Rewrite every one of the records below as a numbered list, one line per number, and drop any blank lines.

• EXERCISE MATERIALS:

■ ■ ■ ■

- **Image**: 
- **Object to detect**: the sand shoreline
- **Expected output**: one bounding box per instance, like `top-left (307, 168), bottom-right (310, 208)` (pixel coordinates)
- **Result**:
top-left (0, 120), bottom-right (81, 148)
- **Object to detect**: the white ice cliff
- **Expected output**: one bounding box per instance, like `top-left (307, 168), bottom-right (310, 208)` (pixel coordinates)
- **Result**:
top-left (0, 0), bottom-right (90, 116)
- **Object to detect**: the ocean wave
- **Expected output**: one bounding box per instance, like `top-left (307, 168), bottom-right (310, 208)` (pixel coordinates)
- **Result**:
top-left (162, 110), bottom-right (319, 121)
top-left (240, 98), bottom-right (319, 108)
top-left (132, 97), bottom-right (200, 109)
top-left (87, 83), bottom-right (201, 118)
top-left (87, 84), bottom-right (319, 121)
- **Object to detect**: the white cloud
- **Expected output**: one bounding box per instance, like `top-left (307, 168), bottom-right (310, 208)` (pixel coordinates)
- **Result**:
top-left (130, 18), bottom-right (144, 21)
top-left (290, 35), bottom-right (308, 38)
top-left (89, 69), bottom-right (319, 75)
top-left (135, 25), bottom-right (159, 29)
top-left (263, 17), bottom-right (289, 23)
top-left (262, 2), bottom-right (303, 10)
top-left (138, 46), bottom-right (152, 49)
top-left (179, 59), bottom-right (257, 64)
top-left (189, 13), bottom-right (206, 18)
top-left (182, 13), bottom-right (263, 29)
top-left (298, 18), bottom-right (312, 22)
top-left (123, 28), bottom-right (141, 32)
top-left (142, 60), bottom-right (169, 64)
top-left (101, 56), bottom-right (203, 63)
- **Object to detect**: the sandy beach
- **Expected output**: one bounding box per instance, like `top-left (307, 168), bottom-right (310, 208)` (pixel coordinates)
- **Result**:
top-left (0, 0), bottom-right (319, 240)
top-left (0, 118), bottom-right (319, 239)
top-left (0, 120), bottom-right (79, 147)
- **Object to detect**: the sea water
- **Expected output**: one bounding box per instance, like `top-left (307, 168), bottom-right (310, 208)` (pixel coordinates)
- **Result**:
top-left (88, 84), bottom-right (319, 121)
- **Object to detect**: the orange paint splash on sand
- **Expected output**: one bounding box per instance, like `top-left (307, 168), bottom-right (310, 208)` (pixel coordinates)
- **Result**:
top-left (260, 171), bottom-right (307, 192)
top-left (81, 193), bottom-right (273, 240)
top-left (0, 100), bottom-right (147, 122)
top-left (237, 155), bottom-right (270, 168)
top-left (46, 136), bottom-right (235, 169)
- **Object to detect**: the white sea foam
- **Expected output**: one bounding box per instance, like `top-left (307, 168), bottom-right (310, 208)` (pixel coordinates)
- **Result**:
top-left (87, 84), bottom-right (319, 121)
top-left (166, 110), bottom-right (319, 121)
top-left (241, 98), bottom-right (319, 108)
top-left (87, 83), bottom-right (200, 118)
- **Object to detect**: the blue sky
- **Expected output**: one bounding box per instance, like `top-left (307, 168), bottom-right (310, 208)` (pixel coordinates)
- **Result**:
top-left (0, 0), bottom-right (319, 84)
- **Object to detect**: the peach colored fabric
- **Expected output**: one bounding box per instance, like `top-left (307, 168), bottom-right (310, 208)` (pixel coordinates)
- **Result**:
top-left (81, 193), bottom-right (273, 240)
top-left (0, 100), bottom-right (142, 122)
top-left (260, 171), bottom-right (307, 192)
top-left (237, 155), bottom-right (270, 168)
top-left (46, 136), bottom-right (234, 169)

■ ■ ■ ■

• WRITTEN RESPONSE:
1. - **Image**: 
2. - **Object to detect**: the sand shoreline
3. - **Expected output**: one bounding box per instance, like `top-left (307, 168), bottom-right (310, 208)` (pixel coordinates)
4. - **Result**:
5. top-left (0, 120), bottom-right (81, 148)
6. - **Object to detect**: the white ice cliff
7. - **Expected output**: one bounding box per instance, like `top-left (307, 168), bottom-right (310, 208)` (pixel coordinates)
8. - **Result**:
9. top-left (0, 0), bottom-right (90, 116)
10. - **Object to detect**: the ocean wave
11. - **Expected output**: one bounding box per instance, like `top-left (307, 168), bottom-right (310, 208)` (pixel coordinates)
12. - **Result**:
13. top-left (162, 110), bottom-right (319, 121)
14. top-left (240, 98), bottom-right (319, 108)
15. top-left (132, 97), bottom-right (200, 109)
16. top-left (87, 83), bottom-right (201, 118)
17. top-left (87, 84), bottom-right (319, 121)
18. - **Object to detect**: the white cloud
19. - **Expected output**: one bounding box per instance, like `top-left (307, 168), bottom-right (310, 208)` (pixel coordinates)
20. - **Result**:
21. top-left (130, 18), bottom-right (144, 21)
22. top-left (290, 35), bottom-right (308, 38)
23. top-left (89, 69), bottom-right (319, 75)
24. top-left (135, 25), bottom-right (159, 29)
25. top-left (263, 17), bottom-right (289, 23)
26. top-left (262, 2), bottom-right (303, 10)
27. top-left (138, 46), bottom-right (152, 49)
28. top-left (179, 59), bottom-right (257, 64)
29. top-left (189, 13), bottom-right (206, 18)
30. top-left (182, 13), bottom-right (263, 29)
31. top-left (298, 18), bottom-right (312, 22)
32. top-left (123, 28), bottom-right (141, 32)
33. top-left (142, 60), bottom-right (169, 64)
34. top-left (101, 56), bottom-right (203, 63)
35. - **Object to detect**: the sandy beach
36. - **Expected output**: one bounding box per instance, like `top-left (307, 168), bottom-right (310, 208)` (pixel coordinates)
37. - **Result**:
38. top-left (0, 0), bottom-right (319, 240)
39. top-left (0, 118), bottom-right (319, 239)
40. top-left (0, 120), bottom-right (79, 147)
41. - **Object to detect**: the sea water
42. - **Expected output**: one bounding box per instance, like `top-left (307, 168), bottom-right (310, 208)` (pixel coordinates)
43. - **Result**:
44. top-left (88, 84), bottom-right (319, 121)
45. - **Object to detect**: the orange paint splash on sand
46. - **Expected output**: one bounding box per instance, like `top-left (307, 168), bottom-right (310, 208)` (pixel coordinates)
47. - **Result**:
48. top-left (260, 171), bottom-right (307, 192)
49. top-left (81, 193), bottom-right (273, 240)
50. top-left (0, 100), bottom-right (147, 122)
51. top-left (237, 155), bottom-right (270, 168)
52. top-left (46, 136), bottom-right (235, 169)
53. - **Object to detect**: the white sea foam
54. - **Expected output**: one bounding box per instance, like `top-left (307, 168), bottom-right (310, 208)` (pixel coordinates)
55. - **Result**:
56. top-left (87, 84), bottom-right (319, 121)
57. top-left (166, 110), bottom-right (319, 121)
58. top-left (241, 98), bottom-right (319, 108)
59. top-left (87, 83), bottom-right (200, 118)
60. - **Object to detect**: the blue sky
61. - **Expected output**: one bounding box per instance, like `top-left (307, 168), bottom-right (310, 208)` (pixel coordinates)
62. - **Result**:
63. top-left (0, 0), bottom-right (319, 84)
64. - **Object to detect**: the peach colored fabric
65. - **Expected output**: one bounding box per instance, like `top-left (307, 168), bottom-right (310, 208)` (pixel coordinates)
66. - **Result**:
67. top-left (81, 193), bottom-right (273, 240)
68. top-left (0, 100), bottom-right (142, 122)
69. top-left (260, 171), bottom-right (307, 192)
70. top-left (237, 155), bottom-right (270, 168)
71. top-left (46, 136), bottom-right (234, 169)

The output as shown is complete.